→ **KUTIPAN HALAMAN**
::::::
Filep Jafis Spener Karma dan putri sulungnya Audryne Karma.(Jubi/ist) |
Jayapura,30/7(Jubi)-Filep Karma adalah putra pertama
keluarga Andreas Karma dan Mama Noriwari. Andreas Karma pernah menjabat
Bupati selama 20 tahun. Sepuluh tahun menjadi Bupati Jayawijaya dan
sepuluh tahun Bupati Yapen Waropen.
Andy Ajamiseba, putra Ketua Dewan Perwakilan Rakyat Gotong
Royong(DPR GR) Provinsi Irian Barat, Dirk Ajamiseba. Sebagai pebisnis
dan pengusaha sukses di blantika musik Indonesia, ia juga ikut
mendirikan PT Bintuni Baru(BB) dan bergerak dalam usaha perdagangan.
Begitu pula dengan Zeth Rumkorem, pernah mengikuti pendidikan
militer, pada Pusat Pendidikan Perwira Infantri di Bandung, dan
berpangkat Letnan Dua(Letda). Roemkorem seangkatan dengan Jenderal LB
Moerdani. Ayahnya, Lukas Rumkorem, pejuang Merah Putih dengan pangkat
penghargaan Major Tituler Angkatan Laut. Saat memimpin Perang Gerilya
Organisasi Papua Merdeka, Zeth Roemkorem berpangkat Brigjen.
::::::
→ **KUMPULAN CATATAN**

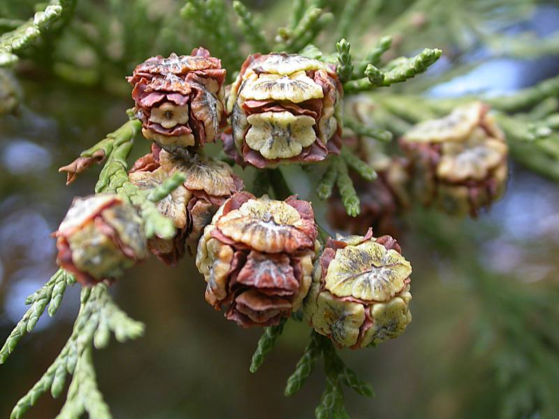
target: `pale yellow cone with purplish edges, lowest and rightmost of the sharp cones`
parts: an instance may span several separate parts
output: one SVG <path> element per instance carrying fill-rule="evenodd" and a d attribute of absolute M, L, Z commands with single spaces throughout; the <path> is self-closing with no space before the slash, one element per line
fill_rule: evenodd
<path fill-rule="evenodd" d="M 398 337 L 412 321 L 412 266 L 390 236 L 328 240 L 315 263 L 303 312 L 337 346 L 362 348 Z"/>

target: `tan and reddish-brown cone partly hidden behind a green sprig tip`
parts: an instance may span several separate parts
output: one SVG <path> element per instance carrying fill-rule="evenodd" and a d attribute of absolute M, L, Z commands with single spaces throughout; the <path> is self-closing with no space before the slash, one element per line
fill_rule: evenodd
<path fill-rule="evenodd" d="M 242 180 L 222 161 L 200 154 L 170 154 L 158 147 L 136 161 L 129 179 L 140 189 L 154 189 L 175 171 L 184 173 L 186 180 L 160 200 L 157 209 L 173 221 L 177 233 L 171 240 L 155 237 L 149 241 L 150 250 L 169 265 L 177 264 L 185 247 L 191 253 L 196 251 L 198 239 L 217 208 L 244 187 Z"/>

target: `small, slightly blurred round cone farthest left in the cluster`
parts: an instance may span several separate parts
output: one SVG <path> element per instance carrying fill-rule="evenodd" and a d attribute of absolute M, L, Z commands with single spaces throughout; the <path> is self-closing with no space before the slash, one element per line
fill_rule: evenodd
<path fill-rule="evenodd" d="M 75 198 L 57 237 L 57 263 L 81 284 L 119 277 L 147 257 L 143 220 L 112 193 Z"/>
::::::
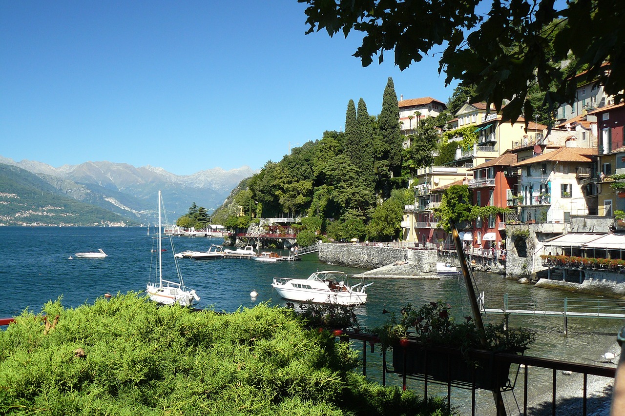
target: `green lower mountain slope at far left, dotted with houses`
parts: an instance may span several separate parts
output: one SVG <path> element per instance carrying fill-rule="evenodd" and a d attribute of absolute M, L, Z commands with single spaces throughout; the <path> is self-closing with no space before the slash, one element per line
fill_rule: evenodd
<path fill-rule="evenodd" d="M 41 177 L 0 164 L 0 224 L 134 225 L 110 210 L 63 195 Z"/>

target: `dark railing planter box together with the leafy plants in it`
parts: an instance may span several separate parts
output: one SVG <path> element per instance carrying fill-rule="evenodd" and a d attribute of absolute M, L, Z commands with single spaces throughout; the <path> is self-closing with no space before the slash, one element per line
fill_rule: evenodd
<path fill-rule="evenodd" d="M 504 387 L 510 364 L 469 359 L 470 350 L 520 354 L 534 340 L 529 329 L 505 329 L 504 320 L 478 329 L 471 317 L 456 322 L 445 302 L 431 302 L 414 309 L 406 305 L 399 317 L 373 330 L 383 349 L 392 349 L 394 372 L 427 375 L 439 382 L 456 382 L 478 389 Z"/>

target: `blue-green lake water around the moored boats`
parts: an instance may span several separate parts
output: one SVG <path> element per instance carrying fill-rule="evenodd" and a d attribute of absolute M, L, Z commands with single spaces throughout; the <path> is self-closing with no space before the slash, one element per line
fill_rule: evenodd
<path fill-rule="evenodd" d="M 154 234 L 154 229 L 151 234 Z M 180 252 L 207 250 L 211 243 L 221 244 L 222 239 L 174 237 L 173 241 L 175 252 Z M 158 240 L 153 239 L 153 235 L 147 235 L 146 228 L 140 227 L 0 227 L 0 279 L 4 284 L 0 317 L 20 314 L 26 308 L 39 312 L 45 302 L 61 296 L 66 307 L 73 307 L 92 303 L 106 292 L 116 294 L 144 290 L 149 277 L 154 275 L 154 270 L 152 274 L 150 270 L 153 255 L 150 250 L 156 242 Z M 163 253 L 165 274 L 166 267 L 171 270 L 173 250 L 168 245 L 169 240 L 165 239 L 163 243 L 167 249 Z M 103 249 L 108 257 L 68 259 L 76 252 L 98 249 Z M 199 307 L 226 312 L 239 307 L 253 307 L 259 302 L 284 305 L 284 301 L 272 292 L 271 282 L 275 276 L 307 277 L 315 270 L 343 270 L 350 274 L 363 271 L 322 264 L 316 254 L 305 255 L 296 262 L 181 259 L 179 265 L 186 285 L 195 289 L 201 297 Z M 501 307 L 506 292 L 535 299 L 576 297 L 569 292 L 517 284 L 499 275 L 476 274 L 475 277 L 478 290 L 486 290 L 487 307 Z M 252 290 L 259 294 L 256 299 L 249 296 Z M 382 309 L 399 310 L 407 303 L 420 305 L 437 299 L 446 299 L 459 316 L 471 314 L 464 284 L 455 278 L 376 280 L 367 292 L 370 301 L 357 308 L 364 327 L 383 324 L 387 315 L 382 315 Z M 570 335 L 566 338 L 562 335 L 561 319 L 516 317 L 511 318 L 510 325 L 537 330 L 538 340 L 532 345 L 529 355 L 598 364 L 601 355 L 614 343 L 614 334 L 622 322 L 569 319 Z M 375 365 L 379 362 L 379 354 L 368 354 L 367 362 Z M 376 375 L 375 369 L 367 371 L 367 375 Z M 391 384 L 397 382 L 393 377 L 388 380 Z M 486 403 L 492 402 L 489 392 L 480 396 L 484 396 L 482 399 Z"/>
::::::
→ **UJI PEMAHAMAN**
a) Menurut kutipan halaman tentang Filep Karma, berapa lama Andreas Karma menjabat sebagai Bupati Jayawijaya?
b) Lanjutkan kutipan halaman tentang Filep Karma dan tokoh-tokoh Papua mulai setelah kalimat terakhirnya.

→ **JAWABAN TUGAS**
a) Sepuluh tahun.

b)
Filep Karma menempuh pendidikan tanpa halangan mulai sekolah di SD
Kristus Raja, SMP Negeri I Dok V Jayapura. Dia juga berteman dengan
putra Acub Zainal, Lucky Acub Zainal.
“Lucky dan saya dulu sekolah di SD Kristus Raja,”kata Filep Karma beberapa waktu lalu kepada tabloidjubi.com.
Dia menamatkan SMA Negeri Abepura dan melanjutkan studi ke Fakultas
Ilmu Sosial Jurusan Ilmu Administrasi Universitas Negeri Sebelas Maret
di Solo. Pemimpin Biak Berdarah ini, sempat pula belajar dan studi
resolusi konflik di Filipina.
Salah seorang pentolan Papua Merdeka, Bas Fairyo, adalah lulusan
Akabri Kepolisian dengan pangkat Letnan Dua (Letda). Dia nekad masuk
hutan, berjuang demi penegakan bendera Bintang Kejora. Padahal, dengan
kedudukan dan lulusan Akabri Kepolisian tentunya, meraih sukses dalam
karier dan penghasilan yang memadai. Mengapa mereka harus menanggalkan
semua itu dan memilih berjuang demi kemerdekaan di Tanah Orang Papua?
Yance Hembring salah satu bekas anak buah Zeth Roemkorem mengaku
bahwa Roemkorem sangat disiplin dan tegas. Hampir sebagian besar anak
buahnya mahir menembak dengan menggunakan berbagai jenis senjata.
”Saya masuk ke hutan, ikut Brigjen Zeth Roemkorem pada 1978,”kata Hembring yang waktu itu berpangkat Kolonel.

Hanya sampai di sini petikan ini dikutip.